**REQUIREMENT**
Repeat each record below exactly as given.

**DATA SHOWN**
<<<<

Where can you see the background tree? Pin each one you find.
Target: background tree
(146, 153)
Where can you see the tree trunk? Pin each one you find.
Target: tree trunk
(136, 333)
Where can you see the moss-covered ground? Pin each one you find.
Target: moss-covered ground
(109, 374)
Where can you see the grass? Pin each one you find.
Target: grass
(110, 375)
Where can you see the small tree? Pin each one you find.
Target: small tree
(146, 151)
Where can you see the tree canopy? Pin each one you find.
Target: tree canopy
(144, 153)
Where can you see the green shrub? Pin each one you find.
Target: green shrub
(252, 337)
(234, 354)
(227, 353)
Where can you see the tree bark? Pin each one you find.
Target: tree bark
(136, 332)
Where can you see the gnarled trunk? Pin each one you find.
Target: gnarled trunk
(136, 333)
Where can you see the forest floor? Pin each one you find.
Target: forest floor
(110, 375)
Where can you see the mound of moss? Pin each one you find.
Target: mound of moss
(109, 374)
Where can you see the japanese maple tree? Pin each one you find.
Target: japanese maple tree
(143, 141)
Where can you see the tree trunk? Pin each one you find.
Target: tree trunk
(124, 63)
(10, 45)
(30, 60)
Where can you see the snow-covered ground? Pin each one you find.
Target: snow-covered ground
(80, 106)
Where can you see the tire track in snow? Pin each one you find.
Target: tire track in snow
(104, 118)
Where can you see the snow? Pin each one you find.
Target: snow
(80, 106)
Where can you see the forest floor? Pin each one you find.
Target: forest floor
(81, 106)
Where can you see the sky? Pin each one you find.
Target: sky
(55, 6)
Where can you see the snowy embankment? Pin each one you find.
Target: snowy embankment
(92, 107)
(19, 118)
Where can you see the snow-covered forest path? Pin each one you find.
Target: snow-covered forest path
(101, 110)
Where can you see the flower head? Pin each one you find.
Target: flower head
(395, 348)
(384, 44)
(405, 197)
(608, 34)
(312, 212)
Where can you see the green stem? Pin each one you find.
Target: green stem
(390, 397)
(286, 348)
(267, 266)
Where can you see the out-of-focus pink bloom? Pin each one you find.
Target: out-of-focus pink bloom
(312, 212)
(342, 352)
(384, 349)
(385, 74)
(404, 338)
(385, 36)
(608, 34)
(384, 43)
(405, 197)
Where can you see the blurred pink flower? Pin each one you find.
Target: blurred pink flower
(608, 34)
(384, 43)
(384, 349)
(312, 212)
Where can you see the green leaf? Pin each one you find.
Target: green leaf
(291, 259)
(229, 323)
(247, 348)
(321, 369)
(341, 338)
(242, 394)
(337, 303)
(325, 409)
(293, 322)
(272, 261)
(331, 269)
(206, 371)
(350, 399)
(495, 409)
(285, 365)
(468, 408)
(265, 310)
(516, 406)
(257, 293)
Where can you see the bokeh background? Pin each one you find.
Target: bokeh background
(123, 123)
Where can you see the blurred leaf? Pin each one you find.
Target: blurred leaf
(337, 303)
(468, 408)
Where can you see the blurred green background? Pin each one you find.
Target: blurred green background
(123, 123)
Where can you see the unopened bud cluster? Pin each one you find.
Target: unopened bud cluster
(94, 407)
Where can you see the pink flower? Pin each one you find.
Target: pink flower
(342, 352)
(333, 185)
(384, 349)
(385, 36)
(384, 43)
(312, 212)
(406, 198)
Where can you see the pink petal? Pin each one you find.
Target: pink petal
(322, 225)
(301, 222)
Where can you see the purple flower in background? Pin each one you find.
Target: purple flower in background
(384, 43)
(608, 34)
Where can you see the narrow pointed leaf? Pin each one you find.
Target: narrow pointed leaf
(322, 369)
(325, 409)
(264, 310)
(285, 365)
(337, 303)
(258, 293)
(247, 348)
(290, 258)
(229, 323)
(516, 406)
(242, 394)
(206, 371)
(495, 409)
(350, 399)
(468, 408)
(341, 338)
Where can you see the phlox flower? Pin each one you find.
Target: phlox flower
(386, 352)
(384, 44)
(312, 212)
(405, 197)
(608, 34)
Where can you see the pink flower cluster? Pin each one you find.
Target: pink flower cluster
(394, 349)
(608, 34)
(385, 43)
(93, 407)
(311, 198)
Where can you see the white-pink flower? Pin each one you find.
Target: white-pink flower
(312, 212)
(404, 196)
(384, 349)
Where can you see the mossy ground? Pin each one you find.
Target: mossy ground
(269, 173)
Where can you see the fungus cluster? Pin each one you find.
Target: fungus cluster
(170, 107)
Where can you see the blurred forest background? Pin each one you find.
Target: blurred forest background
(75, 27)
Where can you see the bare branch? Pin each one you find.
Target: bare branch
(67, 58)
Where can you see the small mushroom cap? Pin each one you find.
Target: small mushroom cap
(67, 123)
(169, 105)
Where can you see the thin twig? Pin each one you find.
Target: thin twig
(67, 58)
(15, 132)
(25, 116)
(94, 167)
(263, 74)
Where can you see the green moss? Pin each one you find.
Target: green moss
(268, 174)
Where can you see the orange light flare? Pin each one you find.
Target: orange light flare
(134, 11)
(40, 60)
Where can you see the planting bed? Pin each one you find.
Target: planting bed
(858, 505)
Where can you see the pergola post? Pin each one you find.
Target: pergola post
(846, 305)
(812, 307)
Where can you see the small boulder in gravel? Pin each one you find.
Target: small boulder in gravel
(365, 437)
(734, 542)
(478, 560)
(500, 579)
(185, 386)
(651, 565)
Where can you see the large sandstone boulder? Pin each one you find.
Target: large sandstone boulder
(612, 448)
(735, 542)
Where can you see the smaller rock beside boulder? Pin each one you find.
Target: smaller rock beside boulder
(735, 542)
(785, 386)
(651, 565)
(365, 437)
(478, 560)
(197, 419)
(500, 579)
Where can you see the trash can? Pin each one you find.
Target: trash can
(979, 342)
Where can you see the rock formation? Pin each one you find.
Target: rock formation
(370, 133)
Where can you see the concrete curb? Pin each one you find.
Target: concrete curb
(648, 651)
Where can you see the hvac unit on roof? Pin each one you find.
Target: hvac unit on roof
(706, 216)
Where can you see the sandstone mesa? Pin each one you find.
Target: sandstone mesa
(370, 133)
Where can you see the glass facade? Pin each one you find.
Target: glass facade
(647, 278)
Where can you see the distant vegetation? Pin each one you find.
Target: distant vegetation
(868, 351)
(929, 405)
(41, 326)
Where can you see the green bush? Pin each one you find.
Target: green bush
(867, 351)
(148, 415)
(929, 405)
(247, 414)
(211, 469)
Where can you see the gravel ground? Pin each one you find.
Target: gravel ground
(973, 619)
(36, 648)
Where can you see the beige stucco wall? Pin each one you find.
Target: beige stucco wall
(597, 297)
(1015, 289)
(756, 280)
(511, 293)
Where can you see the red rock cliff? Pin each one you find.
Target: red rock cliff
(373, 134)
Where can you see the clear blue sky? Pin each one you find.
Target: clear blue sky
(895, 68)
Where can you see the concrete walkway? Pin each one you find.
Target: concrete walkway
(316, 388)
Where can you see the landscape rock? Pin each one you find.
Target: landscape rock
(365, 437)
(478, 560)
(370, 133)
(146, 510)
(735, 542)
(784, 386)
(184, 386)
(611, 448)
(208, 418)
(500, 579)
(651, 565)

>>>>

**OUTPUT BELOW**
Where can you see the background tree? Pin each one you find.
Target: background tree
(146, 153)
Where can you see the tree trunk? Pin each one you find.
Target: tree trunk
(136, 333)
Where can you see the moss-covered ground? Pin each one you find.
Target: moss-covered ground
(109, 374)
Where can you see the grass? Pin each one you find.
Target: grass
(110, 375)
Where can you see the small tree? Pin each one you find.
Target: small tree
(146, 151)
Where can you see the tree canopy? Pin each one you find.
Target: tree canopy
(144, 153)
Where can you see the green shrub? Pin each one you find.
Target: green shrub
(252, 337)
(234, 354)
(227, 353)
Where can you see the tree bark? Pin each one you find.
Target: tree bark
(136, 332)
Where can you see the gnarled trunk? Pin each one you find.
Target: gnarled trunk
(136, 333)
Where can you see the forest floor? Pin each one you find.
Target: forest floor
(110, 375)
Where can you see the mound of moss? Pin each one you find.
Target: mound of moss
(109, 374)
Where can you see the japanese maple tree? Pin each one you find.
Target: japanese maple tree
(143, 141)
Where can you see the tree trunk? Pin each one you find.
Target: tree trunk
(124, 63)
(10, 45)
(30, 60)
Where can you see the snow-covered ground? Pin each one you find.
Target: snow-covered ground
(80, 106)
Where can you see the tire track in snow? Pin each one you find.
Target: tire track in snow
(104, 118)
Where can you see the snow? Pin each one you find.
Target: snow
(80, 106)
Where can you see the forest floor? Pin each one you find.
Target: forest floor
(81, 106)
Where can you see the sky? Pin each one you find.
Target: sky
(55, 6)
Where can you see the snowy embankment? Pin each one you find.
Target: snowy embankment
(92, 107)
(19, 118)
Where can you see the snow-covered forest path? Pin each one you find.
Target: snow-covered forest path
(101, 110)
Where can you see the flower head? Pin each one you find.
Target: flower head
(395, 348)
(384, 44)
(405, 197)
(608, 34)
(312, 212)
Where can you see the green stem? Pin each one you find.
Target: green stem
(390, 397)
(286, 348)
(267, 266)
Where can you see the out-of-focus pink bloom? Pin each one you find.
Target: out-of-focus pink bloom
(312, 212)
(342, 352)
(384, 349)
(385, 74)
(404, 338)
(385, 36)
(608, 34)
(384, 43)
(405, 197)
Where can you see the blurred pink flower? Pin each one you find.
Target: blurred pink flower
(608, 34)
(384, 43)
(384, 349)
(312, 212)
Where can you see the green leaf? Pin each one you find.
Target: green leaf
(291, 259)
(229, 323)
(247, 348)
(321, 369)
(341, 338)
(242, 394)
(337, 303)
(325, 409)
(293, 322)
(272, 261)
(331, 269)
(206, 371)
(350, 399)
(495, 409)
(285, 365)
(468, 408)
(265, 310)
(516, 406)
(257, 293)
Where can you see the bokeh background? Pin each one you find.
Target: bokeh background
(123, 123)
Where can you see the blurred leaf? Pin each one you find.
Target: blurred leaf
(337, 303)
(468, 408)
Where can you see the blurred green background? Pin each one you find.
Target: blurred green background
(123, 123)
Where can you see the unopened bud cluster? Pin each one you find.
Target: unopened bud cluster
(94, 407)
Where can you see the pink flower? Pin each one you find.
Target: pink flower
(342, 352)
(333, 185)
(384, 349)
(385, 36)
(384, 43)
(312, 212)
(406, 198)
Where can you see the pink petal? Pin each one you find.
Target: pink petal
(322, 225)
(301, 222)
Where can you see the purple flower in background? Pin each one you find.
Target: purple flower in background
(384, 43)
(608, 34)
Where can you see the narrow pointed leaf? Pin each one you find.
Target: narrow pointed leaf
(322, 369)
(325, 409)
(264, 310)
(285, 365)
(337, 303)
(258, 293)
(247, 348)
(290, 258)
(229, 323)
(516, 406)
(242, 394)
(206, 371)
(495, 409)
(350, 399)
(468, 408)
(341, 338)
Where can you see the phlox flower? Pin each one you find.
Target: phlox flower
(386, 352)
(384, 44)
(312, 212)
(405, 197)
(608, 34)
Where can you see the pink flower cluster? Pin each one you find.
Target: pink flower cluster
(394, 349)
(608, 34)
(385, 43)
(93, 407)
(311, 198)
Where can you see the white-pink flower? Pin each one you find.
Target: white-pink flower
(312, 212)
(404, 196)
(384, 349)
Where can you see the mossy ground? Pin each one you find.
Target: mossy ground
(269, 173)
Where can you see the fungus cluster? Pin each one you find.
Target: fungus cluster
(170, 107)
Where can you see the blurred forest background? Pin each one you find.
Target: blurred forest background
(75, 27)
Where can you see the bare branch? Pin each one you find.
Target: bare branch
(67, 58)
Where can you see the small mushroom cap? Pin each one you find.
Target: small mushroom cap
(67, 123)
(169, 105)
Where can you see the thin twig? Pin each one you find.
Target: thin twig
(67, 58)
(15, 132)
(25, 116)
(94, 167)
(263, 74)
Where can you see the green moss? Pin each one you find.
Target: green moss
(268, 174)
Where can you see the orange light flare? Pin each one you find.
Target: orange light flare
(134, 11)
(40, 60)
Where can you see the planting bed? Pin each one you find.
Target: planting bed
(858, 505)
Where can you see the pergola post? Pin each one you find.
Target: pergola post
(846, 305)
(812, 307)
Where can you see the small boulder in gravel? Pin each one you find.
Target: small boulder in gravel
(365, 437)
(734, 542)
(478, 560)
(500, 579)
(185, 386)
(651, 565)
Where can you see the large sandstone boulder? Pin each one you find.
Target: large sandstone boulder
(612, 448)
(735, 542)
Where can you see the smaller rock beside boulder? Pin each one you find.
Target: smaller rock beside boulder
(735, 542)
(785, 386)
(651, 565)
(365, 437)
(478, 560)
(197, 419)
(500, 579)
Where can you see the trash can? Pin each one you find.
Target: trash can
(979, 342)
Where can you see the rock formation? Pin each one you find.
Target: rock formation
(370, 133)
Where can you see the concrete curb? Pin each one you find.
Target: concrete curb
(648, 651)
Where can you see the hvac unit on roof? Pin each one you find.
Target: hvac unit on roof
(706, 216)
Where can you see the sandstone mesa? Pin each one you find.
Target: sandstone mesa
(370, 133)
Where can you see the glass facade? Pin each one you find.
Target: glass facade
(647, 278)
Where can you see the distant vegetation? Pin each one you find.
Target: distant vegetation
(868, 351)
(929, 405)
(41, 326)
Where can you see the green bush? Pin each one you find.
Target: green bush
(867, 351)
(148, 415)
(929, 405)
(247, 414)
(211, 469)
Where can you see the gravel ground? Pin each one you find.
Target: gravel ground
(973, 619)
(36, 648)
Where can you see the beige stucco wall? Pin each one you find.
Target: beige stucco wall
(597, 297)
(1015, 289)
(756, 280)
(511, 293)
Where can you see the red rock cliff? Pin each one you find.
Target: red rock cliff
(373, 134)
Where can you see the clear blue sky? Pin each one you find.
Target: clear blue sky
(895, 68)
Where can you see the concrete walkway? Pin each one you find.
Target: concrete walkway
(316, 388)
Where can you see the landscape rock? Pin each one you find.
Target: landscape rock
(365, 437)
(478, 560)
(370, 133)
(146, 510)
(735, 542)
(784, 386)
(184, 386)
(611, 448)
(208, 418)
(500, 579)
(651, 565)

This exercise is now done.